DIRECTIVE
Repeat exactly the lines beginning at the one that contains "Target — red tile roof" and running to the end of the material. Omit the pictures.

Object pointing dataset rows:
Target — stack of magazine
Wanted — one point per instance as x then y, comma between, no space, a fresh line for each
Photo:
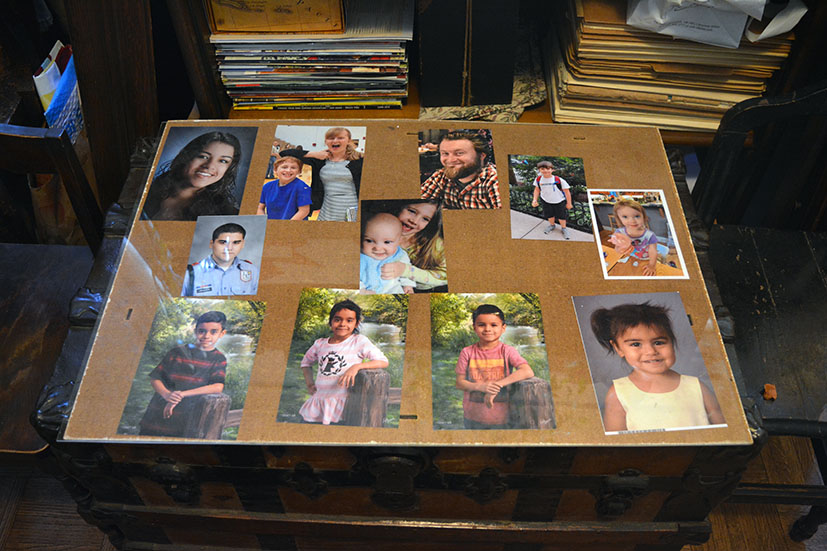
603,71
364,67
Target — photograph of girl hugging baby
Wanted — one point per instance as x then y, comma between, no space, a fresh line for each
402,247
647,370
339,362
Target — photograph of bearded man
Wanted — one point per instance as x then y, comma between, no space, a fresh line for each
468,177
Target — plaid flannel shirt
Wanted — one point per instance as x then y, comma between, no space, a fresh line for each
481,193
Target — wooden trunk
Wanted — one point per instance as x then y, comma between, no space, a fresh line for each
214,496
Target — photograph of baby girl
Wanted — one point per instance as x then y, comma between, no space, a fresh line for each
192,377
489,367
321,178
345,360
225,256
635,235
200,171
647,370
401,247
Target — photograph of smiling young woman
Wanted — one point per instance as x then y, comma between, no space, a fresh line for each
200,180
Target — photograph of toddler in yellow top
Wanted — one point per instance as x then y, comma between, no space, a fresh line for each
647,371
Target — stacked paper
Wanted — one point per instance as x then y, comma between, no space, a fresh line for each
366,66
604,71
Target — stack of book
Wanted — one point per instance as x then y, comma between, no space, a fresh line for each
365,66
603,71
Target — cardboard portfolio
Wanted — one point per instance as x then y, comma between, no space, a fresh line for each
229,322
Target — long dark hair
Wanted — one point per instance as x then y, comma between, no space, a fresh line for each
213,199
426,252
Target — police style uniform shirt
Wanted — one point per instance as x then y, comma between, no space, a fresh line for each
206,279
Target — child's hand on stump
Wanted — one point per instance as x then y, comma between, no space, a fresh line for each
349,377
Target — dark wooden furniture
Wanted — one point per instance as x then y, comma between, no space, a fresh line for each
314,497
773,292
48,150
38,282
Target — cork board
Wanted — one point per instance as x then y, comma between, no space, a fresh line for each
533,280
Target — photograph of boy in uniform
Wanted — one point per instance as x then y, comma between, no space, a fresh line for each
194,370
224,271
467,178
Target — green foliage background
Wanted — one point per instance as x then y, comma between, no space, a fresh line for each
311,324
569,168
451,331
174,325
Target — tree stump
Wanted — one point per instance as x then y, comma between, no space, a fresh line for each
530,405
367,399
207,417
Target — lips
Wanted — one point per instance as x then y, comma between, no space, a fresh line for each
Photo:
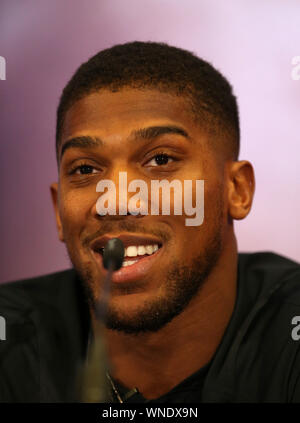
141,253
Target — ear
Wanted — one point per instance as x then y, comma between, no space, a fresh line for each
241,189
54,196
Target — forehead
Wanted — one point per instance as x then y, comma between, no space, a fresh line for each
120,112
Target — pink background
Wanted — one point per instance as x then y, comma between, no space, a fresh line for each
251,42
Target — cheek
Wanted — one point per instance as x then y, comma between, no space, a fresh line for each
73,211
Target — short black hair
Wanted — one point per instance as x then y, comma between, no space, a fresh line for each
166,68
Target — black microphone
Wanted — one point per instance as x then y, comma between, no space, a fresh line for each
95,384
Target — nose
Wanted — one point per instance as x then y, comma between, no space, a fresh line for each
116,200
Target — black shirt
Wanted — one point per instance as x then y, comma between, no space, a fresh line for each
257,359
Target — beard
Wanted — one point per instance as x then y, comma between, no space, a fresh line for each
182,284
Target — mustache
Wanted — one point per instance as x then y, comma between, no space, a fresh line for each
125,226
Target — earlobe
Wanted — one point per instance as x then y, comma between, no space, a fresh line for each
241,189
54,196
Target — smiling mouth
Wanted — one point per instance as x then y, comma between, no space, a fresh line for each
139,257
135,253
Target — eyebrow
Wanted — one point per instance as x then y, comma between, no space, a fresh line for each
148,133
84,141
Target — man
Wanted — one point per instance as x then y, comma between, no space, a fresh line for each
188,318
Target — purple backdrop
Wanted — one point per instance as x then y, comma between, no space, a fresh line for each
251,42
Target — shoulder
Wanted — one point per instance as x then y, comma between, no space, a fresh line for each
265,349
268,273
26,293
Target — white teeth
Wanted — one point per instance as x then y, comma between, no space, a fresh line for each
131,251
129,262
140,250
149,249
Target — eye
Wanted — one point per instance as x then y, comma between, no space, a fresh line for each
160,160
83,169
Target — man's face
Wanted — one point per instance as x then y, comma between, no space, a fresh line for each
159,284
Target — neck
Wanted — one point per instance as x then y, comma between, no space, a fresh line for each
156,362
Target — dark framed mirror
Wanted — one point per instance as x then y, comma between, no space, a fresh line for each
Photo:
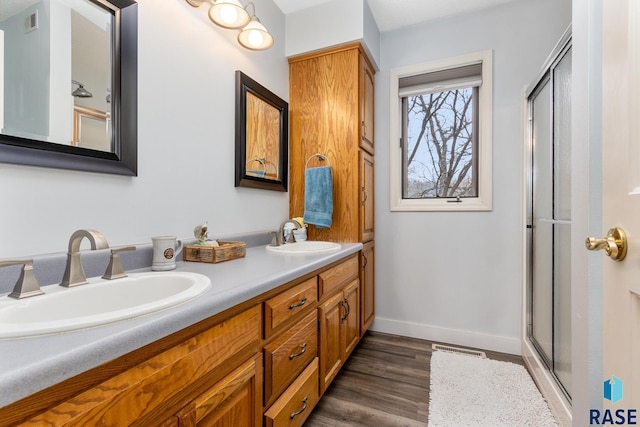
70,85
262,136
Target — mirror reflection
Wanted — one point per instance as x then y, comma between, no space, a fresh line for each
261,136
55,57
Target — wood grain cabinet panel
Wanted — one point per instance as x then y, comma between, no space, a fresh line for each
367,288
288,304
339,318
331,112
351,318
366,197
288,355
129,397
366,104
297,402
234,401
337,276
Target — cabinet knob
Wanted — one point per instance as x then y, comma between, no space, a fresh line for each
301,410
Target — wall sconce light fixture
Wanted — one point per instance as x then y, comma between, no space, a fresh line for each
230,14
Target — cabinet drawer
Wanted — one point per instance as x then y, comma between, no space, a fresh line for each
297,402
289,304
338,275
144,389
233,401
286,357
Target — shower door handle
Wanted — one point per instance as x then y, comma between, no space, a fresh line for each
615,244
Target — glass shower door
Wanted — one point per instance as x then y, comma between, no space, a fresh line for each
549,296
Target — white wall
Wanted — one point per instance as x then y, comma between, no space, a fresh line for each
185,145
333,23
456,277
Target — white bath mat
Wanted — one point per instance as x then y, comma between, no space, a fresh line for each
467,391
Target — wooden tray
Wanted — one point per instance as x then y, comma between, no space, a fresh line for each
214,254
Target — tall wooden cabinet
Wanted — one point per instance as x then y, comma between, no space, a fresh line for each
331,112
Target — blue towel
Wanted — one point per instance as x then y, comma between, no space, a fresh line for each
318,196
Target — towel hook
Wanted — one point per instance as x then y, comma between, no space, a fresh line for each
322,157
261,161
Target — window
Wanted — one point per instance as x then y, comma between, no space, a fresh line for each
441,114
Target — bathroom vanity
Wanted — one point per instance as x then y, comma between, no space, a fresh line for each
259,348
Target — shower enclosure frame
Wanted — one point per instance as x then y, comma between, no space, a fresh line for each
540,366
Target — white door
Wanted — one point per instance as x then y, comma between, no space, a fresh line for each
621,201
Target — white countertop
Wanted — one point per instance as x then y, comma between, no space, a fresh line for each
29,365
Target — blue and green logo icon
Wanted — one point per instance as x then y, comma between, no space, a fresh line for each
613,389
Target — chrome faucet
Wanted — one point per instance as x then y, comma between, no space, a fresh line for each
114,269
278,239
27,285
74,273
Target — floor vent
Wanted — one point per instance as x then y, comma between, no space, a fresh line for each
458,350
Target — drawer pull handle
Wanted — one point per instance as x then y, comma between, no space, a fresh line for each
298,304
304,406
300,353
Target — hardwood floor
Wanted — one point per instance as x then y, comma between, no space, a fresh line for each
384,383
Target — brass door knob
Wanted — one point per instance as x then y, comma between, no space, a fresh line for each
615,244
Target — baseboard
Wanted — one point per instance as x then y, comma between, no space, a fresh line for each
449,336
560,407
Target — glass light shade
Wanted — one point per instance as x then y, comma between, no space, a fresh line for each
229,14
255,36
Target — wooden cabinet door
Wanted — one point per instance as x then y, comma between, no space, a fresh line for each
351,318
235,401
366,104
366,196
367,293
330,314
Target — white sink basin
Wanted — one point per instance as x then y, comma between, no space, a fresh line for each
97,303
305,247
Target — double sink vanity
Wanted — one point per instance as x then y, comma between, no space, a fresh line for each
254,341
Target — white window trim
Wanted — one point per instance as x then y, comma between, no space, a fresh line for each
483,202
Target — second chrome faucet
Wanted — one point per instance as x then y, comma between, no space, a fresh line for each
74,273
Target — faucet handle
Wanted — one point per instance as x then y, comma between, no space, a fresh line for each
274,240
114,269
27,284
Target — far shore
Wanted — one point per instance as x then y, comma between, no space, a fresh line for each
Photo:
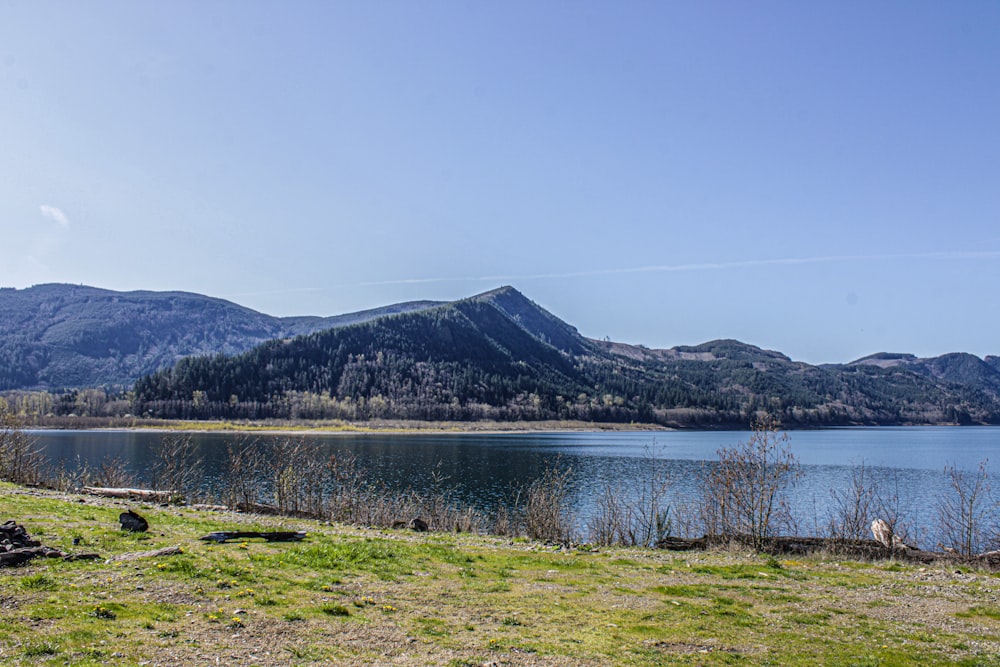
389,426
333,427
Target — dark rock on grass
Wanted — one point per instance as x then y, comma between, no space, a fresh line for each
132,522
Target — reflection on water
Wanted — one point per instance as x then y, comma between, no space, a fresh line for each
486,469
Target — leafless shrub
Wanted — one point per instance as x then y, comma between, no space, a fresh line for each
112,472
744,493
178,467
245,465
347,484
298,475
546,514
966,516
640,521
21,461
854,507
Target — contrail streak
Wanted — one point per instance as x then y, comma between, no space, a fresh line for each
701,266
653,268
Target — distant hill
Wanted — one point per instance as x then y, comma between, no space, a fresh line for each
500,356
496,355
69,336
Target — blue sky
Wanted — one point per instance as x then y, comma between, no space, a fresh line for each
818,178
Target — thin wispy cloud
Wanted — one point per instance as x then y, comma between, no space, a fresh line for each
700,266
653,268
55,214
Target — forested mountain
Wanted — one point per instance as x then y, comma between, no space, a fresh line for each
500,356
69,336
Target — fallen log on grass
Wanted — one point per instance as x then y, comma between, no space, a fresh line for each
156,553
272,536
151,495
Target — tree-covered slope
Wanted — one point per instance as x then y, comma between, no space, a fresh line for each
63,336
500,356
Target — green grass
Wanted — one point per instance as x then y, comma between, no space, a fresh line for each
349,596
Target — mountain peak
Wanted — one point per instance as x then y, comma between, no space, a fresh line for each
534,319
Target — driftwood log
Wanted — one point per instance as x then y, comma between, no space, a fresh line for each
272,536
151,495
156,553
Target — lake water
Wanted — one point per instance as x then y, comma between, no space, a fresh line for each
487,469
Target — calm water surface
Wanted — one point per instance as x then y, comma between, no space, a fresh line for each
487,469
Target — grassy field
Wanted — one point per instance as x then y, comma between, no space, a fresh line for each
350,596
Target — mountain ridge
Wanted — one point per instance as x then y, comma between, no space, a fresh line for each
495,355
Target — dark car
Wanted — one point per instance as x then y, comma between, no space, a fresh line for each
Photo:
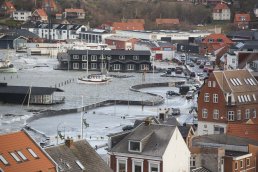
175,111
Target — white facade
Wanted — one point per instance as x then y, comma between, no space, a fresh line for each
177,155
21,15
223,15
206,128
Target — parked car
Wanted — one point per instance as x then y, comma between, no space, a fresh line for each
175,111
189,95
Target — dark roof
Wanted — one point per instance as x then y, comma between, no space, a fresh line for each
200,169
156,138
109,52
26,90
222,139
81,150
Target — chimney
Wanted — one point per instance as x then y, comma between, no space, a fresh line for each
69,142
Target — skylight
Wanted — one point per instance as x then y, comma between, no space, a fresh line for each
3,160
80,164
32,153
21,155
15,157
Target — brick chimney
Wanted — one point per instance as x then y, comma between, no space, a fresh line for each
69,142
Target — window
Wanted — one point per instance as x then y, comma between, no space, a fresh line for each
15,157
247,114
204,113
84,65
135,146
230,115
153,166
137,165
93,57
206,97
130,67
236,165
247,161
84,58
121,165
135,57
75,56
75,65
93,65
22,156
215,98
238,114
33,153
215,114
192,161
116,67
209,83
3,160
121,57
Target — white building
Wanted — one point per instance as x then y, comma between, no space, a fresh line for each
60,32
21,15
221,12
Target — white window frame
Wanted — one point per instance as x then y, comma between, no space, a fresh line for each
93,66
215,114
154,163
75,57
215,98
121,159
75,65
94,58
116,67
204,113
247,114
231,116
239,115
134,161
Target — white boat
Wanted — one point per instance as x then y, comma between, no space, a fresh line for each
94,79
6,66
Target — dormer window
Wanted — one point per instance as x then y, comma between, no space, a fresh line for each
135,146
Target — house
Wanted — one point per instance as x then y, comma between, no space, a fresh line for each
221,12
256,10
56,31
127,26
167,22
242,20
74,13
20,15
9,41
226,97
77,156
7,8
150,147
214,42
224,152
23,94
39,15
112,60
19,152
94,35
121,42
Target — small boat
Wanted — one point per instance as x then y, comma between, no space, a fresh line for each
6,66
94,79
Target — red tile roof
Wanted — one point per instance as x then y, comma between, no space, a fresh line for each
127,26
242,18
167,21
20,141
244,130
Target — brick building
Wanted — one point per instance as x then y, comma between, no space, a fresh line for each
227,97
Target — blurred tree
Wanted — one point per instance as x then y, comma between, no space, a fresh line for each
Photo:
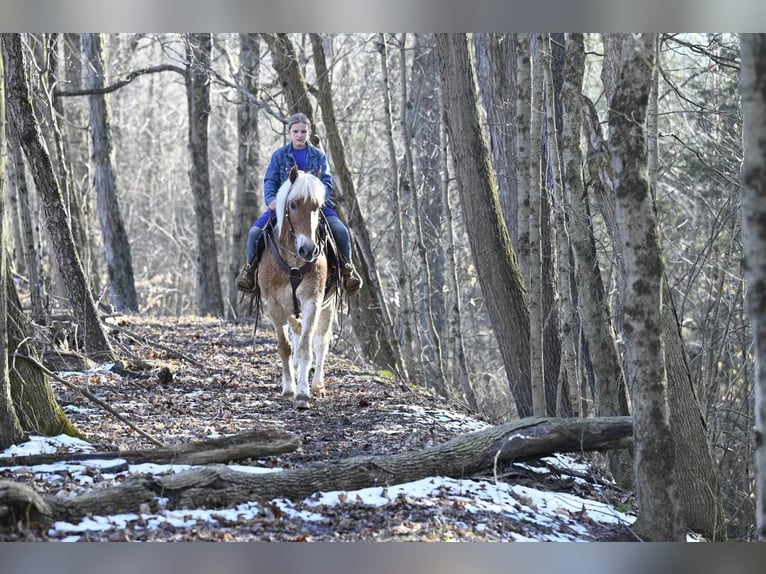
119,263
209,296
83,306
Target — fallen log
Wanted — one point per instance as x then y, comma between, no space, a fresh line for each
252,444
465,455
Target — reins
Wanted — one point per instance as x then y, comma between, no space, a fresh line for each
295,273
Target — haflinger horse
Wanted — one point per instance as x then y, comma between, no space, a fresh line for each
292,276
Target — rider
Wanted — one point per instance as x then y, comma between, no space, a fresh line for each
311,159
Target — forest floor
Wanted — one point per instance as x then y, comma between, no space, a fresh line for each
209,380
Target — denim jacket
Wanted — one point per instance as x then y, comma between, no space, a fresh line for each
282,161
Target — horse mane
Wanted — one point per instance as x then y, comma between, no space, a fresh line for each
304,187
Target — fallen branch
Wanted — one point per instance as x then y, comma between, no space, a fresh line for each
464,455
90,396
253,444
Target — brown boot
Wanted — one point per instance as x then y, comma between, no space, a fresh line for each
246,278
351,280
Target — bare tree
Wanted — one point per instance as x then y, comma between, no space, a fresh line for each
654,450
119,263
248,203
406,316
371,318
753,88
490,243
96,344
534,270
10,428
209,296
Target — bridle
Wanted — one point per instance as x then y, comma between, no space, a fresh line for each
295,273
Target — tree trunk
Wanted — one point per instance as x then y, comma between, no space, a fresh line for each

CORRECT RESPONSE
Target — red tile roof
Wanted — one point per instance as x then y, comma between, no space, a fresh line for each
127,26
242,18
167,21
20,141
244,130
Target — brick building
Wanted — one point per instance as x then y, comma between, no space, a fresh line for each
227,97
Target — blurred tree
Wanted — one point per instance as x then y, comma between, no space, a fresh line for each
Photo:
119,263
209,296
83,306
Target — fallen log
Wanted — one point per instance as x then y, comma between, no space, a fresh line for each
252,444
465,455
Target — reins
Wanted — one point per instance as x then y, comma between, no space, a fresh line for each
295,273
Target — haflinger horse
Wanted — one point per instance as x then y, comma between, no space, a fresh line for each
292,276
Target — rider
Wanted — one point per instance as x then y, comma between, no space, a fresh line for each
311,159
Target — forest floor
Wanted — one point per instance as x then y, comma between, no space, a fresh line for each
209,380
Target — denim jacket
Wanted — one point per instance as x then y, comma between, no space, a fresh line for each
282,161
Target — horse mane
Wanted — one point per instance as x then y, comma between, no space, a fresh line for each
304,187
Target — fallen branch
Wanted — one point per instance as x then y, comma between, no space, a fresh line for each
464,455
90,396
253,444
Target — brown boot
Wanted — one point per instance as x then y, comma between, no space, a fresh line for each
246,278
351,280
Target — bare tree
Wanted — one point per instance as x then y, comma between, no space, a fresh line for each
654,450
119,263
248,203
406,316
371,318
753,88
490,243
96,344
534,270
10,428
209,296
Target — bridle
Wanted — one point per instance as x then y, comma between, no space, a fresh line for each
295,273
Target — tree trunk
Wanted — one point per instance as x then y, comma between, no space, a fresh line for each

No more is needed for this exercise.